**OBJECTIVE**
Tally the lines in the items that contain the word "wooden", and reply with the number alone.

[Point-based annotation data]
•••••

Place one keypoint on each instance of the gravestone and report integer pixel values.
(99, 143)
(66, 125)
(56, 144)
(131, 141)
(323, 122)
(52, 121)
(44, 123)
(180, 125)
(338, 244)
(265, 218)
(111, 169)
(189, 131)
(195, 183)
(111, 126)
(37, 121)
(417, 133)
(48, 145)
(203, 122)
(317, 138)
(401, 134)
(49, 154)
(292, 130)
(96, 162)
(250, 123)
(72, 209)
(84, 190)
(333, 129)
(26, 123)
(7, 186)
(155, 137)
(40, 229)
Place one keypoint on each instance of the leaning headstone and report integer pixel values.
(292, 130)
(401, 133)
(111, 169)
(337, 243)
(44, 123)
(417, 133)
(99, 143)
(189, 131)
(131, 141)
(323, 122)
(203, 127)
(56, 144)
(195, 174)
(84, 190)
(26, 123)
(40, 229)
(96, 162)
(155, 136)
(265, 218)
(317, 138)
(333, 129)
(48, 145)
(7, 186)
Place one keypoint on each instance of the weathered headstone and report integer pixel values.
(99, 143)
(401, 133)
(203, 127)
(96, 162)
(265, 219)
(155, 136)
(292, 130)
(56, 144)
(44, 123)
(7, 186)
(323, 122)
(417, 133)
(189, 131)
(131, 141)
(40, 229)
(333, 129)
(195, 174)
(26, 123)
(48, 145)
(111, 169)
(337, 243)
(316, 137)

•••••

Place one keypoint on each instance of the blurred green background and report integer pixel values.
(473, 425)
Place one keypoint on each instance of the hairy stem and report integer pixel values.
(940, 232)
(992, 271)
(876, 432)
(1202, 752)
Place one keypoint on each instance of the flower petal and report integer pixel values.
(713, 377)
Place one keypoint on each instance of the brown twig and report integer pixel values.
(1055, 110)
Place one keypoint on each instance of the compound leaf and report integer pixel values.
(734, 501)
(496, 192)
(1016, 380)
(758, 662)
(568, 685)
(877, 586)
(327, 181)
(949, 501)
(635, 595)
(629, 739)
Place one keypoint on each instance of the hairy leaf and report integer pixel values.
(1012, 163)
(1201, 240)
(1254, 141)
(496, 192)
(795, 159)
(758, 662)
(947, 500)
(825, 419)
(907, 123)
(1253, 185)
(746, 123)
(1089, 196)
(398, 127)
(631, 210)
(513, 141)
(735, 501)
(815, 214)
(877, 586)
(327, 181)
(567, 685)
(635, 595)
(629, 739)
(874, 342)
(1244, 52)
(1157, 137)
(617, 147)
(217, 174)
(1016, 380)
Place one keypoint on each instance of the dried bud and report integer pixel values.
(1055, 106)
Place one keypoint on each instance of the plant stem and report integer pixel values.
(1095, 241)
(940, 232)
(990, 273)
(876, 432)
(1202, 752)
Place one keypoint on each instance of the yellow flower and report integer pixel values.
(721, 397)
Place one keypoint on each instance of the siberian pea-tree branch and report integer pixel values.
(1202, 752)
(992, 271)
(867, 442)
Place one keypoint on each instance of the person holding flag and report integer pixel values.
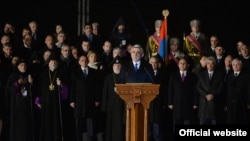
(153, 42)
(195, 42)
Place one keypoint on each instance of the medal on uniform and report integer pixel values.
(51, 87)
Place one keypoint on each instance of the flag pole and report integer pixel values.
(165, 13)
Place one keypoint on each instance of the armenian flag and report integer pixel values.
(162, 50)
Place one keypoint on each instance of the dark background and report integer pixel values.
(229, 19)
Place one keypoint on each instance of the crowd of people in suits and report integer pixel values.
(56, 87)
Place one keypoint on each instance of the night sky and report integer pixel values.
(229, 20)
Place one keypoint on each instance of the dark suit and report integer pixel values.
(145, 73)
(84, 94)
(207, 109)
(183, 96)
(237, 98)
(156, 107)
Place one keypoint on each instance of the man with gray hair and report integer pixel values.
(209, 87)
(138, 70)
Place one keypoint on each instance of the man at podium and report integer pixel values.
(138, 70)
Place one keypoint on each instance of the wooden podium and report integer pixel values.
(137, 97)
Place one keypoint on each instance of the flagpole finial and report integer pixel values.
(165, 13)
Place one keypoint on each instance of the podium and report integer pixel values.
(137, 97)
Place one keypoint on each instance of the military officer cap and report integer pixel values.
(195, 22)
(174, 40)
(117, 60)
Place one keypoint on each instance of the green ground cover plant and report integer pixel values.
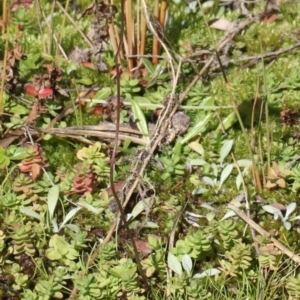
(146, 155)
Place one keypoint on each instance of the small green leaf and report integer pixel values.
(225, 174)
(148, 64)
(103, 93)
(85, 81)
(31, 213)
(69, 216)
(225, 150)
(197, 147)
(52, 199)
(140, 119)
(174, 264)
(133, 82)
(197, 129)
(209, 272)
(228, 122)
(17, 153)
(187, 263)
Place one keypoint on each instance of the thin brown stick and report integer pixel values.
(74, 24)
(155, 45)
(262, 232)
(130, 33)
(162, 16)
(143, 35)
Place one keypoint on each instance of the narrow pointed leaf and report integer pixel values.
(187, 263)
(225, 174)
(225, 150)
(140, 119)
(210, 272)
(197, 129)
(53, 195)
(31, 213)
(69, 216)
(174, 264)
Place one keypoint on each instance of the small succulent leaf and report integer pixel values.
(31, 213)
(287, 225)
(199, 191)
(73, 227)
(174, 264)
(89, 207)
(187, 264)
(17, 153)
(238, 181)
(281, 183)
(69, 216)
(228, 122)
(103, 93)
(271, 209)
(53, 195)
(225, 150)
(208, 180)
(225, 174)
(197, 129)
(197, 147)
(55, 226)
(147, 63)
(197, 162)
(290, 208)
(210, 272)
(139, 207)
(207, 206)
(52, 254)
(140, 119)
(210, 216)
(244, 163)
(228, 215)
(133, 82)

•••••

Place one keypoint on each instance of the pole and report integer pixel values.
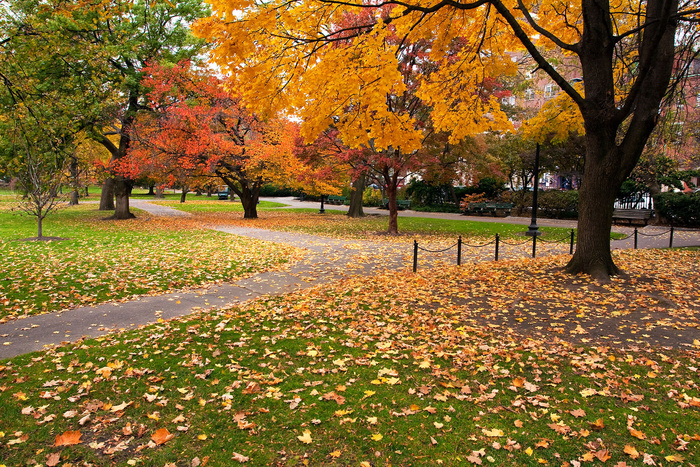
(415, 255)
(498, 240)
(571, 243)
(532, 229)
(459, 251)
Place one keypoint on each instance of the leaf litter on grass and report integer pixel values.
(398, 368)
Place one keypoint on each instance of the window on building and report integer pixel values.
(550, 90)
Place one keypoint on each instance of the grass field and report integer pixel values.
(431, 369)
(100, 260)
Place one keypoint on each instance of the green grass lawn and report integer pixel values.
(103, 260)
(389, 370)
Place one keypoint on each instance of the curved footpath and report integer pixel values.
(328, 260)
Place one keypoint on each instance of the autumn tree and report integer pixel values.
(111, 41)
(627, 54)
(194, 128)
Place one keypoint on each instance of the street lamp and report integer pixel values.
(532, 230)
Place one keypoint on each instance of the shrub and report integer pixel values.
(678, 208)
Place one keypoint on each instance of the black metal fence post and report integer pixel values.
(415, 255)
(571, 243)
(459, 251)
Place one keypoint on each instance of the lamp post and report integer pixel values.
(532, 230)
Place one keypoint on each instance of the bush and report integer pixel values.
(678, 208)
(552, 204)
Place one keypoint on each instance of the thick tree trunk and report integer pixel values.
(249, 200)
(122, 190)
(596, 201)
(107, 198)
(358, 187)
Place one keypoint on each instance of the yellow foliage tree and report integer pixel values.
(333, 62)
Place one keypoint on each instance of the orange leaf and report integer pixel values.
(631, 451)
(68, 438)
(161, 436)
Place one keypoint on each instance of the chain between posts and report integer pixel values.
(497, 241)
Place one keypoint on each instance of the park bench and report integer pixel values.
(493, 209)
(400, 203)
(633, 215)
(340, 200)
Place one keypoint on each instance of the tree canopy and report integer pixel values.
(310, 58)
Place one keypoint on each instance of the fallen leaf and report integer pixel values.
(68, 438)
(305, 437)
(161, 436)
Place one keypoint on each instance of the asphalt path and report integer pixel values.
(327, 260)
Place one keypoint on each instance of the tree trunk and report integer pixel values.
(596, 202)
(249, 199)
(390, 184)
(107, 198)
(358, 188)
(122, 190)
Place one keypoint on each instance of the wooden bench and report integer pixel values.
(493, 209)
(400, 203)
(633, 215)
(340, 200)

•••••

**EXPECTED OUTPUT**
2